• _ASSIGNED TASK 1_
In the butanone text, rewrite the paragraph beginning "The primary use of butanone" as a short bulleted list that keeps its main facts.
• _ASSIGNED TASK 2_
According to the butanone text, what does butanone smell like?
• _ASSIGNED TASK 3_
Resume the butanone text after its last sentence and keep writing in the same style.

• _TEXT SEGMENT_
[Start of section]

A Brief Reminder: What Is Butanone?
Butanone is an organic compound often abbreviated to MEK – or known 2-butanone. It is a colourless liquid with a smell like mint mixed with acetone, and as a ketone, it contains a carbonyl group bonded to two hydrocarbon groups. Butanone is produced on an industrial scale as it is used in so many products and processes.

Uses of Butanone
The primary use of butanone is as a solvent. It is because of this that it’s one of the most important commercially-produced ketones, second only to acetone – in fact, the two chemical compounds have much in common. butanone is also used in the manufacture of paints, to clean electronic components, as a flavouring agent in food, and to clean surgical instruments as it can effectively kill bacteria. Butanone can also be used to make illegal drugs, and therefore it’s listed in the United Nations Convention Against Illicit Traffic in Narcotic Drugs and Psychotropic Substances.

Butanone as a Solvent
Butanone is highly effective and commonly-used solvent. As a solvent, it is used in manufacturing processes for gums, resins, cellulose acetate, and nitrocellulose coatings. These processes can be used to manufacture plastics, textiles, and paraffin wax. As consumers, we also often use products containing butanone in our daily lives, such as cleaners, lacquers, varnishes, paint removers, and glues.

[End of section]

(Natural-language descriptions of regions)
[Start of section]

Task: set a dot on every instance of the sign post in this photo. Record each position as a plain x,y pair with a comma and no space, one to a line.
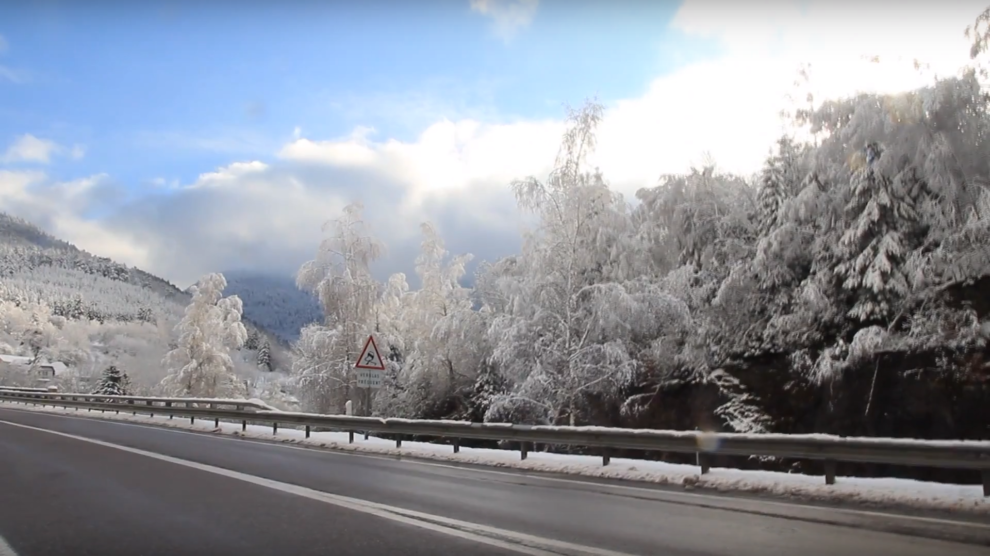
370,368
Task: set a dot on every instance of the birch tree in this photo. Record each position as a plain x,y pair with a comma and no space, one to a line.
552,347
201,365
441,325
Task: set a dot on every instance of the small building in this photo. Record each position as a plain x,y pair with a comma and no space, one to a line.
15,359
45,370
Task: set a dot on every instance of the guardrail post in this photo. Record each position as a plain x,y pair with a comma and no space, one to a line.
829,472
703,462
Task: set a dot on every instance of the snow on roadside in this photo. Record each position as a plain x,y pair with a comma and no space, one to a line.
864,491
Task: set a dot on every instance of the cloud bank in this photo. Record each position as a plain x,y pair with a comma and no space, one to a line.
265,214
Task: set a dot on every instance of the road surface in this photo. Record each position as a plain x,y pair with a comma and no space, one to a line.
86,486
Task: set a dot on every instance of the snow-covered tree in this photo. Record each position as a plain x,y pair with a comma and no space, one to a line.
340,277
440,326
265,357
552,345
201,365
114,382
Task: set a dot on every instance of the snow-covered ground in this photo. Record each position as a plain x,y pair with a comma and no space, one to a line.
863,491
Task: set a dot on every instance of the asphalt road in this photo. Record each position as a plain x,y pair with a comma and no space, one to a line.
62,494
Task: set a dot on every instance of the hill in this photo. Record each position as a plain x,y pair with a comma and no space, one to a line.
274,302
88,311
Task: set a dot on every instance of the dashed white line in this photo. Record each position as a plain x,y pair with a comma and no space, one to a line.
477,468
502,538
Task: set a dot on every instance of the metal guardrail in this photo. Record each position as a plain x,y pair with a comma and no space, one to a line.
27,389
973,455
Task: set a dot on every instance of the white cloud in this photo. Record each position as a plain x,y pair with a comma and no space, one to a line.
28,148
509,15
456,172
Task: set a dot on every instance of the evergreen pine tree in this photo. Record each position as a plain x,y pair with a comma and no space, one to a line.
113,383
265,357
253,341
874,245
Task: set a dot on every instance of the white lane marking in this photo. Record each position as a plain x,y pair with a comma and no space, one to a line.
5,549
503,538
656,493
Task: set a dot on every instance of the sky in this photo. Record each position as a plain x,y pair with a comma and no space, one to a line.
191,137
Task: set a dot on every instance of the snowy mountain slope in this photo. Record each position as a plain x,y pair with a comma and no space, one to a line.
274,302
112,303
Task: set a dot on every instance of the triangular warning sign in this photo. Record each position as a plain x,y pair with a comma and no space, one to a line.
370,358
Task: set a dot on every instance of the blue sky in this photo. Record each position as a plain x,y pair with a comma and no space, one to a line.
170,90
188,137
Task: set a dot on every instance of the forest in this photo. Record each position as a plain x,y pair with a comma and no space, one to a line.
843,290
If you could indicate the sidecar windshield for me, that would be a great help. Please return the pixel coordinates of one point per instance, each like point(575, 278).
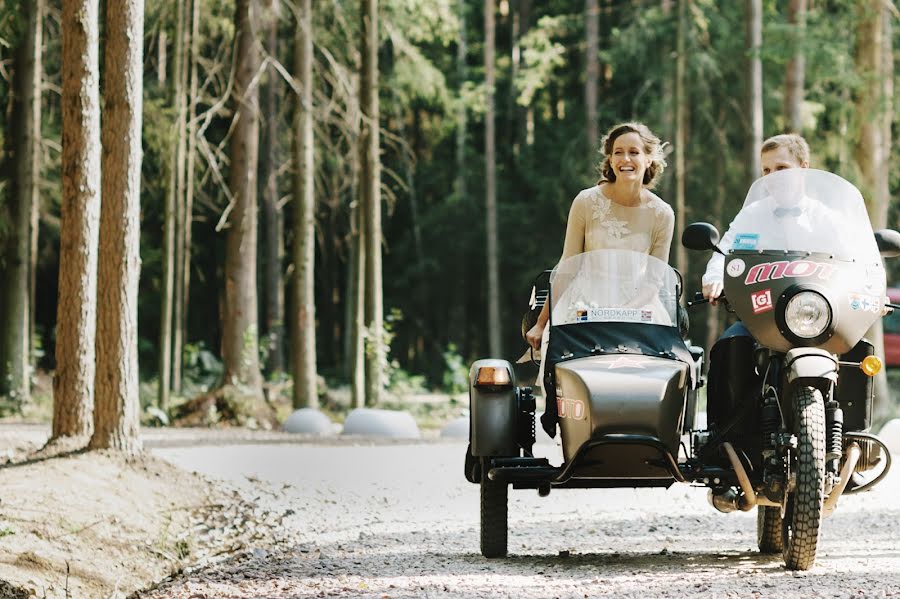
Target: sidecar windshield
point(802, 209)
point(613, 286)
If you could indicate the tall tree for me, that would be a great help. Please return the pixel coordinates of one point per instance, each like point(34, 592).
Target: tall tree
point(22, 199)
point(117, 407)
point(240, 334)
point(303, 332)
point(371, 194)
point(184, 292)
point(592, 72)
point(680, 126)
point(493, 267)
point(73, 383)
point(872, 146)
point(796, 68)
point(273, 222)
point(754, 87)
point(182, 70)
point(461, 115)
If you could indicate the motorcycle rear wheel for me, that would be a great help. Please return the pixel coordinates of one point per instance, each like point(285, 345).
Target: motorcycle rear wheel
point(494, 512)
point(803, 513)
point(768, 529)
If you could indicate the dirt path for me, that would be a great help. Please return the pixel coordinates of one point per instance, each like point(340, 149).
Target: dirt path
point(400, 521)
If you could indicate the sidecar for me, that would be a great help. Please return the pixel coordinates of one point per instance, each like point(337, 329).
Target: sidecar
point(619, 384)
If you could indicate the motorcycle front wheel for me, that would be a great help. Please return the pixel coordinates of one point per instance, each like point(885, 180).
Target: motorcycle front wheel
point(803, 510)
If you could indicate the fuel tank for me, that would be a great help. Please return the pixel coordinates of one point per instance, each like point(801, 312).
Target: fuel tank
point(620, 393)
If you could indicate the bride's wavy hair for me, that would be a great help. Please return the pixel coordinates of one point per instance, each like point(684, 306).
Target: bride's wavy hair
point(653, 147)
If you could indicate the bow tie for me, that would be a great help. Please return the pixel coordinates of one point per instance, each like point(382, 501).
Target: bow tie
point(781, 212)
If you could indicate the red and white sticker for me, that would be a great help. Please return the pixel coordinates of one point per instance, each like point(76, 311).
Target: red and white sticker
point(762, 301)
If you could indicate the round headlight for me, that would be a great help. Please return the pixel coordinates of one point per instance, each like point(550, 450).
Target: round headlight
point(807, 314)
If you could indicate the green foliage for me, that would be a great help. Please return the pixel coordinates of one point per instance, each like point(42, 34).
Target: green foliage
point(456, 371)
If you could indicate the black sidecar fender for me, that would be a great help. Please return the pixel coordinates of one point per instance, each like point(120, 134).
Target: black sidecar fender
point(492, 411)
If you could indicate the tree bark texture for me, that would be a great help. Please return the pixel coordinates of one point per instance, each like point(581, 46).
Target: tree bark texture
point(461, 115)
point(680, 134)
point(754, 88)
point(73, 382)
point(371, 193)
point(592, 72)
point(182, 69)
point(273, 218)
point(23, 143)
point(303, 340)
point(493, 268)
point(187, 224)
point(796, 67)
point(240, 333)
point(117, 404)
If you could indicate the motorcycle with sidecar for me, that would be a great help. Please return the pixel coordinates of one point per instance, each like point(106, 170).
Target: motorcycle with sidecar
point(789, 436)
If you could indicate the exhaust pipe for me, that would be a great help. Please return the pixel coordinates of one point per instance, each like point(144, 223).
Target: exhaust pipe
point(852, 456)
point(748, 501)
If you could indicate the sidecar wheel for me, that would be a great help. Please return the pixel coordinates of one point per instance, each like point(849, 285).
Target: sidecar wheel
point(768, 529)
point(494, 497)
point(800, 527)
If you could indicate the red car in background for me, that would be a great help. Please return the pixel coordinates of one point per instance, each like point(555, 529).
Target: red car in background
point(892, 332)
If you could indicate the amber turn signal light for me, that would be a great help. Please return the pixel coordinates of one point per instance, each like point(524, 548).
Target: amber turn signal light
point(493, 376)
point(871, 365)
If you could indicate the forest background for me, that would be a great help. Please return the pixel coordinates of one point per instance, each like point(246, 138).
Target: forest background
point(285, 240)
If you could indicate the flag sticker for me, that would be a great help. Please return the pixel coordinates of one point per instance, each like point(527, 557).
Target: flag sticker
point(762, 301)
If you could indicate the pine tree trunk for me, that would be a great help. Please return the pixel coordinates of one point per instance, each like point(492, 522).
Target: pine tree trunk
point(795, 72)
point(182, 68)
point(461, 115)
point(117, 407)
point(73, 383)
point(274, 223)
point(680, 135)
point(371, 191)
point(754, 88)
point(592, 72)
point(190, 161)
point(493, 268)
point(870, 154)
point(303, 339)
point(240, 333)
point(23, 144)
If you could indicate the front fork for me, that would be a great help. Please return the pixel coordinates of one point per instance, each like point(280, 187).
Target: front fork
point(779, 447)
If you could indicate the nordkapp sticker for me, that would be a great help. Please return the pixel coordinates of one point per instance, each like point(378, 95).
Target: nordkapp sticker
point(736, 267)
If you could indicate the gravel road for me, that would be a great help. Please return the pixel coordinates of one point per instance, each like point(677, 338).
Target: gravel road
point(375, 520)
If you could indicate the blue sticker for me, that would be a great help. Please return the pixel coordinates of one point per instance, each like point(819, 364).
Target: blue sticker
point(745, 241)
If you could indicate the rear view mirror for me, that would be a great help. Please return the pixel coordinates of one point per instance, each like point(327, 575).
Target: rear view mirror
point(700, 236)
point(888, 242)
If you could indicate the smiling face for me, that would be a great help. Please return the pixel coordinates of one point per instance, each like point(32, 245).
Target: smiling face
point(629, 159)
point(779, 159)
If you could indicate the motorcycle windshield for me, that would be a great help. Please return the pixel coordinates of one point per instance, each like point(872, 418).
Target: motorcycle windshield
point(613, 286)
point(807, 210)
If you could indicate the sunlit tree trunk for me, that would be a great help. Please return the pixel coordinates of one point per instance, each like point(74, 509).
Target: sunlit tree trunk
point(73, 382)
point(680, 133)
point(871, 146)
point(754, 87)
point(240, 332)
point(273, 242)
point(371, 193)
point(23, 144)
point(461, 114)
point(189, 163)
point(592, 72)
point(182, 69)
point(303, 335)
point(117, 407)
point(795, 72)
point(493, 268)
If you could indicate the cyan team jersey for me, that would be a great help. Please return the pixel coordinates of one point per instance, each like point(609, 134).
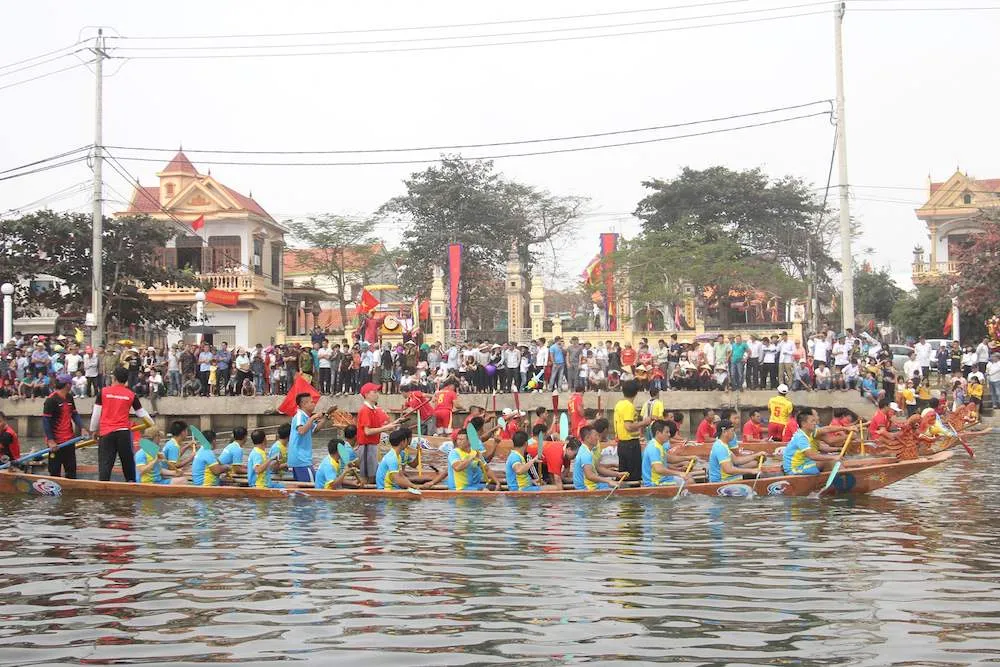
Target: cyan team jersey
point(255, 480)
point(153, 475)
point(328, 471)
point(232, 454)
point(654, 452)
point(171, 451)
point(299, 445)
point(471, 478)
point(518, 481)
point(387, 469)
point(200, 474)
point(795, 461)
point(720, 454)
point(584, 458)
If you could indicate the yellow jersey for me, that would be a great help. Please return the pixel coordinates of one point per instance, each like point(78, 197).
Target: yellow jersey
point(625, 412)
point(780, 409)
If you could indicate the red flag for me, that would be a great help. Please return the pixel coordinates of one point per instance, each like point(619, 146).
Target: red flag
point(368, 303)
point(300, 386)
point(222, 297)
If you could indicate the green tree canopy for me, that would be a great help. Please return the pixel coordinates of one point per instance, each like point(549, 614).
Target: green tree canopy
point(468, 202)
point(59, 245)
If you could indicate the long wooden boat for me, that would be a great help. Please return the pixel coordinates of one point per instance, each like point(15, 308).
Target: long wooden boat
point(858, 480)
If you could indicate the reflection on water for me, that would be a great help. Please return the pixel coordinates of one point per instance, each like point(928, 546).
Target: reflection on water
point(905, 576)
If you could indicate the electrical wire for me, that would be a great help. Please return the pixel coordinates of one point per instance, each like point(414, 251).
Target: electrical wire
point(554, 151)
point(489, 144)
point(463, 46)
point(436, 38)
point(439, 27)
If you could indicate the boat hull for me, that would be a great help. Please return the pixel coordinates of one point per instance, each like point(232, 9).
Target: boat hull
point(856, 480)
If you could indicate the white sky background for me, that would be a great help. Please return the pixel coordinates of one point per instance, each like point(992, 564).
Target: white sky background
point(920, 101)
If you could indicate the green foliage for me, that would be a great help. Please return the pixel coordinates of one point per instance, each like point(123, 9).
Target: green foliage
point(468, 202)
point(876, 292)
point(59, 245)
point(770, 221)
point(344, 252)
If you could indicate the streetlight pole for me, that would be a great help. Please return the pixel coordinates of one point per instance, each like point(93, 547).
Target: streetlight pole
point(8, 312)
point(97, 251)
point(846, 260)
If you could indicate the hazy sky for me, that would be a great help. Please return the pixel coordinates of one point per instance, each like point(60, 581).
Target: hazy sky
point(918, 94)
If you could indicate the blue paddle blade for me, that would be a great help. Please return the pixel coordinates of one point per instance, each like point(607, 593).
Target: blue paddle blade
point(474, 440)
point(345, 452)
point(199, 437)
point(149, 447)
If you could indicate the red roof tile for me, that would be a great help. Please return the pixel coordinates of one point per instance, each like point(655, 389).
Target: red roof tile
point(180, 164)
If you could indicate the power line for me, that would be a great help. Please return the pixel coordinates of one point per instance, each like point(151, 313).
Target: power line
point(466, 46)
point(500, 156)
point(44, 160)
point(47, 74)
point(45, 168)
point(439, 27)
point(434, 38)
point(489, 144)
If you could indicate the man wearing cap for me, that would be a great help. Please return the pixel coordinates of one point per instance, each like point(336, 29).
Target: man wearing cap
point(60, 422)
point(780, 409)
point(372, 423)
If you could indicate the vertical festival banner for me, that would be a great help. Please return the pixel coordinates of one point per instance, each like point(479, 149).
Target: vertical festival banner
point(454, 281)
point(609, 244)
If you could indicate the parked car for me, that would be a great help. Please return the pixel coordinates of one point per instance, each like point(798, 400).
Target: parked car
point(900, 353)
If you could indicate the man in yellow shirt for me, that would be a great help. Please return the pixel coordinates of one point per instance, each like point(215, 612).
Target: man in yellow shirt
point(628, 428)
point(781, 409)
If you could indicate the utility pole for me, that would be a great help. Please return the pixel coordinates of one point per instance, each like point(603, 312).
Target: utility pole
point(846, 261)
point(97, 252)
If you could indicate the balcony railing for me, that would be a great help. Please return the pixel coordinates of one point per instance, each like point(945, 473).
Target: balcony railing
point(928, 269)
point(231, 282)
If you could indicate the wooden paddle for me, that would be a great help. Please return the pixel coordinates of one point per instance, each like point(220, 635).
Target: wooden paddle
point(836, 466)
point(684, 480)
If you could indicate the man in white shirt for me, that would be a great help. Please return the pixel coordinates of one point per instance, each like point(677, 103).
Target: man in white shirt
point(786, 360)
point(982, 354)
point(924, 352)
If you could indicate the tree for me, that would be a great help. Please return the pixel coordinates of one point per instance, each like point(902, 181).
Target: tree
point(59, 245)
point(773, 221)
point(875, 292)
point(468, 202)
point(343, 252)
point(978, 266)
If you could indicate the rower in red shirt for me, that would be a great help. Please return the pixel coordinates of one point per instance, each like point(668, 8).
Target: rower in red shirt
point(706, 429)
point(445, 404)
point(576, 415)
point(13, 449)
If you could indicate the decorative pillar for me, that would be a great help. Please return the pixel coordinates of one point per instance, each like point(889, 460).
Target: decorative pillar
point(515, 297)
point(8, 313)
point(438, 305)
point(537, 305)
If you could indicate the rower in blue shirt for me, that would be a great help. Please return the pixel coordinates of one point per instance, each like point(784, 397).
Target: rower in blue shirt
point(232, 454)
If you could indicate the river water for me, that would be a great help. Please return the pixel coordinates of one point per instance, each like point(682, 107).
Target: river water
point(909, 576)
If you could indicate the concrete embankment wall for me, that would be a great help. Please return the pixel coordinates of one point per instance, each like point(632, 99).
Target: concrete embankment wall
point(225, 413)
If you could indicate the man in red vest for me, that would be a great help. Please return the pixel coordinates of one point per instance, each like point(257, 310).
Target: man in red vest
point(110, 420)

[End of section]

• _REPLY 1_
- Butanone is mainly used as a solvent.
- Because of this, it is one of the most important commercially produced ketones, second only to acetone, with which it has much in common.
- It is also used to manufacture paints, clean electronic components, flavor food, and clean surgical instruments, since it can kill bacteria.
- It can be used to make illegal drugs, so it is listed in the United Nations Convention Against Illicit Traffic in Narcotic Drugs and Psychotropic Substances.

• _REPLY 2_
It smells like mint mixed with acetone.

• _REPLY 3_
Another use of butanone is in dry-erase marker pens as the solvent in the dye – it’s the ingredient that ensures the ink flows properly onto the whiteboard both because it can dilute many different pigments, and because its low viscosity means the ink can flow. It’s also what gives whiteboard pens their distinctive smell.

Butanone’s Use as a Plastic Welding Agent
If you ever built model kits as a child, you will have used butanone. Butanone can dissolve polystyrene (as well as many other plastics), and in this combination, it is used to ‘glue’ scale model kits together. However, it isn’t actually a glue – it’s more like a chemical welding agent. When applied to the model kit, the surface dissolves and is welded to the surface it’s being stuck to. The butanone evaporates away, leaving no gluey residue. This means the joins can be equally as strong as the kit itself.